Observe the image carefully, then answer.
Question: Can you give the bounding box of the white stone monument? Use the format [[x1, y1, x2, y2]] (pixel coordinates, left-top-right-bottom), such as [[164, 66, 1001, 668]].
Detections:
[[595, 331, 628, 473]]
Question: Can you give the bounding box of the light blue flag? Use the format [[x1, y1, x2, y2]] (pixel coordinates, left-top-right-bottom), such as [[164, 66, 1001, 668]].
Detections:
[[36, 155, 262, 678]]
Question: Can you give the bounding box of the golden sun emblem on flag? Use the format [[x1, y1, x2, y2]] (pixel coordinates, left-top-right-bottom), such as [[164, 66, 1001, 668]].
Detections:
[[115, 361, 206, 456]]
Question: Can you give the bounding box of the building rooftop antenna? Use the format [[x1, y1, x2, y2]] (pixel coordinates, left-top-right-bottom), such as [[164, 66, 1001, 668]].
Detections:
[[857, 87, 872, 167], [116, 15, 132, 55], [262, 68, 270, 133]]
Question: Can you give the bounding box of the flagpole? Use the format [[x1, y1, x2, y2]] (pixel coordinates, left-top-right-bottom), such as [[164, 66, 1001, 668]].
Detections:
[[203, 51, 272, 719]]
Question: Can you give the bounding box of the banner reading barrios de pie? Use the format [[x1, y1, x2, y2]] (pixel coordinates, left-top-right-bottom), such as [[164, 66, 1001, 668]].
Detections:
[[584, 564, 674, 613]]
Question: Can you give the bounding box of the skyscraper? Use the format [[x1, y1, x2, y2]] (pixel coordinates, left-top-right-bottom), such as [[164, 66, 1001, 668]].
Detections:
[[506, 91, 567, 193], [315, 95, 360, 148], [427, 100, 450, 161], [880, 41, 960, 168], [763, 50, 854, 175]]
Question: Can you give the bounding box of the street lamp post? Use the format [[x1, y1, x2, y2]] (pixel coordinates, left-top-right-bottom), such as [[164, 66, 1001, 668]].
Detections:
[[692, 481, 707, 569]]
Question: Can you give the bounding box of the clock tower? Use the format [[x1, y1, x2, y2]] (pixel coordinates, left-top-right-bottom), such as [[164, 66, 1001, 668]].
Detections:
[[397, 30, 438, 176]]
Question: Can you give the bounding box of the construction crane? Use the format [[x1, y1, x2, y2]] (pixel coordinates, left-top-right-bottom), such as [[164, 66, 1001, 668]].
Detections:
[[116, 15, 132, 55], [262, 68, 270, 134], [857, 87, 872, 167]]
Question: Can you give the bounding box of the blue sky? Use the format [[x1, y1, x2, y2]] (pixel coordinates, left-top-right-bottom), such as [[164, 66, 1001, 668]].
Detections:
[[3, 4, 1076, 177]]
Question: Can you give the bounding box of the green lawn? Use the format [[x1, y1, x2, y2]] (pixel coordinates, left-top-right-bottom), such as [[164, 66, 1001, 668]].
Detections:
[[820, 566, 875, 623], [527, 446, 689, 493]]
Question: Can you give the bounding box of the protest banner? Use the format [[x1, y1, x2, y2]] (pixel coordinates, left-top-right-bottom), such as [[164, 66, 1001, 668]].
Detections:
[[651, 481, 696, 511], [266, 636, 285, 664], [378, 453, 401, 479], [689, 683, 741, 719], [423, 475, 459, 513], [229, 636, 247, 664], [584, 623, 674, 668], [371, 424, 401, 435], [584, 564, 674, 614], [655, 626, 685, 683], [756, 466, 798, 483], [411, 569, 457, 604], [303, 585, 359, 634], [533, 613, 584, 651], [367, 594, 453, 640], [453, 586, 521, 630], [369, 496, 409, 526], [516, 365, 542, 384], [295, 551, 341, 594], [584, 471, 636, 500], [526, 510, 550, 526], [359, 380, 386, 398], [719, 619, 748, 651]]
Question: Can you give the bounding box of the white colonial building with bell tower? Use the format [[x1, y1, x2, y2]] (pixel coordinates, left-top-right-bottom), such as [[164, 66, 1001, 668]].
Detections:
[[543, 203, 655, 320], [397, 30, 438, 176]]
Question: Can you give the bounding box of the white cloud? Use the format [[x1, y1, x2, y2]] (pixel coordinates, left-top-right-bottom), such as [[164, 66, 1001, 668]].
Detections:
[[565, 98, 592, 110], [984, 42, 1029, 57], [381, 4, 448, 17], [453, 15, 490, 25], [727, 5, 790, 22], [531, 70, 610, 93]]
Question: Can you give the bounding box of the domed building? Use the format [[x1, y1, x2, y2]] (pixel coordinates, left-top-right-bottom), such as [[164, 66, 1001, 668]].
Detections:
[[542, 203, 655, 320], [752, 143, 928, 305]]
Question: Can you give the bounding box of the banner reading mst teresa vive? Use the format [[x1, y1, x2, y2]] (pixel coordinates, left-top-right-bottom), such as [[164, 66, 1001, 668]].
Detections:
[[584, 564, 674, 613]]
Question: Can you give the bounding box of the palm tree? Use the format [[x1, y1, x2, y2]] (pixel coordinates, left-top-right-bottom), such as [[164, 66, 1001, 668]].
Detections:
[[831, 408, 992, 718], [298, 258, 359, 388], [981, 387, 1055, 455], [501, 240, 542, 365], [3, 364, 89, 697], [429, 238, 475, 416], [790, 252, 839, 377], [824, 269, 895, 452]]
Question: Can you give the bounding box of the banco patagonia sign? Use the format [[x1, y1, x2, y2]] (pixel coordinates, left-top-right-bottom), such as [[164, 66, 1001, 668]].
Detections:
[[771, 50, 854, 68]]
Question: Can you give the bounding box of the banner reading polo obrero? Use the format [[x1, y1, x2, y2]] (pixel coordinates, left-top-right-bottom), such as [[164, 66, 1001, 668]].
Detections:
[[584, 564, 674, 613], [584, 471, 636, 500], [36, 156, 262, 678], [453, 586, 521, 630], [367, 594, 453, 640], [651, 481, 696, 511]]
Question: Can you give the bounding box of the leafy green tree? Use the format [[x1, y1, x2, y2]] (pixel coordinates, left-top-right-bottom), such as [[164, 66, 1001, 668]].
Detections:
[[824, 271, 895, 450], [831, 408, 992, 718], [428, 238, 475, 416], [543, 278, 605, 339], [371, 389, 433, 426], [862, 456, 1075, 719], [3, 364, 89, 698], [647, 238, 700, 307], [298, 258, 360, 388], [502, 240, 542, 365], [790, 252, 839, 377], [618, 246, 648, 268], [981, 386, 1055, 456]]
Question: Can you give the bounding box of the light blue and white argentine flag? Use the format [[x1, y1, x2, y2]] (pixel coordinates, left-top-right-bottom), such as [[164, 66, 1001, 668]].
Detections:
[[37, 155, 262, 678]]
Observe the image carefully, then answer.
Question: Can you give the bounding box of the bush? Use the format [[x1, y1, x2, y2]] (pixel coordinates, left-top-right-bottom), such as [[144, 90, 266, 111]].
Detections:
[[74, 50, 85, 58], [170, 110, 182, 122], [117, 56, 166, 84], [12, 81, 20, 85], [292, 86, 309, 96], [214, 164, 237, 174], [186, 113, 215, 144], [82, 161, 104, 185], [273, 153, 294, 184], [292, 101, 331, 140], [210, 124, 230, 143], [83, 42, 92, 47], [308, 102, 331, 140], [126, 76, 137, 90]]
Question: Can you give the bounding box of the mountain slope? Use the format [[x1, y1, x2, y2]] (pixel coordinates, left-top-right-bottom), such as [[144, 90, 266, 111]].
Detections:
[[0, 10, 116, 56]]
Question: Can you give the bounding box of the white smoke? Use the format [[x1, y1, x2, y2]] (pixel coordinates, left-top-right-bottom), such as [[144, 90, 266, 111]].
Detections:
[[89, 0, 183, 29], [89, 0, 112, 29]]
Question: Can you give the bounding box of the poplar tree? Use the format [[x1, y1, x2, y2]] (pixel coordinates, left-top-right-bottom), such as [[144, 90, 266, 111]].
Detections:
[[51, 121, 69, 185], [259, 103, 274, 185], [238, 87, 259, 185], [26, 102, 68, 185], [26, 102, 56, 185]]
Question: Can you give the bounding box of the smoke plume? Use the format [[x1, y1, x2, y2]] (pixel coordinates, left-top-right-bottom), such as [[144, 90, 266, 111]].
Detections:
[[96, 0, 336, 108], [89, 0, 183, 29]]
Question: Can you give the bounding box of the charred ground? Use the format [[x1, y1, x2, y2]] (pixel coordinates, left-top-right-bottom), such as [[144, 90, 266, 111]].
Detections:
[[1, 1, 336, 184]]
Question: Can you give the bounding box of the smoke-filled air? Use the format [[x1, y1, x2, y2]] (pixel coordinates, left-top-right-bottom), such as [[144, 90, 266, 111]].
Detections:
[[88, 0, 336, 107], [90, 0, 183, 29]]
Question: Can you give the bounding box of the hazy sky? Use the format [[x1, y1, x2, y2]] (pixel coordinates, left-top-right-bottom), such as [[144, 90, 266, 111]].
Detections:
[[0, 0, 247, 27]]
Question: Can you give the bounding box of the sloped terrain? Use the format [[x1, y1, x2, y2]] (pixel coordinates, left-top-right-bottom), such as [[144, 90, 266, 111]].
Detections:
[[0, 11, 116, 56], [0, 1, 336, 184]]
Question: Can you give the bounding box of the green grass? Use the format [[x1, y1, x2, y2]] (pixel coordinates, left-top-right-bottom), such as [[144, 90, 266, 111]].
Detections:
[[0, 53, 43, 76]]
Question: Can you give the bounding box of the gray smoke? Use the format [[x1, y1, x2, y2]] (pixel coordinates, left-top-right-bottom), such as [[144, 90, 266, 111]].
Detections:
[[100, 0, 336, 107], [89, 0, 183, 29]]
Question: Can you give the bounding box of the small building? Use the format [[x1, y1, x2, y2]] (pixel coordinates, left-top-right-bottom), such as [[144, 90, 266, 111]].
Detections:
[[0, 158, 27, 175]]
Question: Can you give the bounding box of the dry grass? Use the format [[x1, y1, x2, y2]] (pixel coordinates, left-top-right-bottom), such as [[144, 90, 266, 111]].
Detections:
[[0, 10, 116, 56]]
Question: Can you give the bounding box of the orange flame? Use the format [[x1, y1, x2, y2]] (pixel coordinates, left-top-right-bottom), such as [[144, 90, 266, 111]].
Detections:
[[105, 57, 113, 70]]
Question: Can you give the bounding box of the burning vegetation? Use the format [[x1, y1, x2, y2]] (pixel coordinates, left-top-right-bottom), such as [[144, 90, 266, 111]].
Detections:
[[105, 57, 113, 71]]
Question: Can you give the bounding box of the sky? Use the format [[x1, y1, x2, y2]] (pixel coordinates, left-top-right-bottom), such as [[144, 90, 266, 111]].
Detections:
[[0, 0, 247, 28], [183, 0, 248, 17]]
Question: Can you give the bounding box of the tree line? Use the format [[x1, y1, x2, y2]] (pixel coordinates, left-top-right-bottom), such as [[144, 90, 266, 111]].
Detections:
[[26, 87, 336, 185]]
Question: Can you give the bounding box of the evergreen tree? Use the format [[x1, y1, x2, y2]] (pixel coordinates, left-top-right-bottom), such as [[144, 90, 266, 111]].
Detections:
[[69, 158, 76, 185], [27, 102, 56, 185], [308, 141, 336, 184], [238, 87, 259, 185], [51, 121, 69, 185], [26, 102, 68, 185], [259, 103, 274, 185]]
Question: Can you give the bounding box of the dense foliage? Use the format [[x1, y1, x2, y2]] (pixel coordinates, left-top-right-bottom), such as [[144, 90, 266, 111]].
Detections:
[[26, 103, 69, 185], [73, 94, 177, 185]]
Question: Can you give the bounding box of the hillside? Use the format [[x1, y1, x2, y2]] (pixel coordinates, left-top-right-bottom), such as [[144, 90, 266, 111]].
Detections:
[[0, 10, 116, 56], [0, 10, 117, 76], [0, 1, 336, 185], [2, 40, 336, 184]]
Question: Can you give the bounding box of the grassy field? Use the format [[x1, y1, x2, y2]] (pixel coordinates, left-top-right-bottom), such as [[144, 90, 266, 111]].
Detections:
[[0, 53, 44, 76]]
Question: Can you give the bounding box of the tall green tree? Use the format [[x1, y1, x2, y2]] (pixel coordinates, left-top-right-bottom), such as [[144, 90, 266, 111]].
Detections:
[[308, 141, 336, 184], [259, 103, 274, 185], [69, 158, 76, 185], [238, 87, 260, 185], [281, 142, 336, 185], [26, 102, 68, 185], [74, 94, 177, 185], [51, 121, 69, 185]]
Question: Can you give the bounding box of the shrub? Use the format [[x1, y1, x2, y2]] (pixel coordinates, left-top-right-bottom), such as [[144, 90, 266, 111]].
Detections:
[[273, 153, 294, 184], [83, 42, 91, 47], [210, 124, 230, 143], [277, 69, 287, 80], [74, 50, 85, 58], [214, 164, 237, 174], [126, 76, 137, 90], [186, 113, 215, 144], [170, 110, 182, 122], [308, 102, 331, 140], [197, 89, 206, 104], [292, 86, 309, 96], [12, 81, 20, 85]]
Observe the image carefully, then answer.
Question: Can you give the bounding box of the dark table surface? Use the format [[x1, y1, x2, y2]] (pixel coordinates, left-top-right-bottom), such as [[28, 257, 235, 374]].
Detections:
────────────────
* _WHAT YOU HAVE TO DO_: Output, character for character, the lines above that run from the one containing "Question: Can you give the bounding box of the orange" through the one containing "[[105, 57, 113, 71]]", including both of those lines.

* _FINISHED ANSWER_:
Question: Can you give the bounding box of the orange flame? Use the format [[x1, y1, x2, y2]] (pixel coordinates, left-top-right-bottom), such as [[144, 90, 266, 111]].
Detections:
[[105, 57, 113, 70]]
Question: Can you give the bounding box of the burning vegetation? Use the format [[x1, y1, x2, y2]] (pixel coordinates, left-top-right-bottom), such as [[144, 90, 266, 111]].
Detections:
[[105, 57, 113, 71]]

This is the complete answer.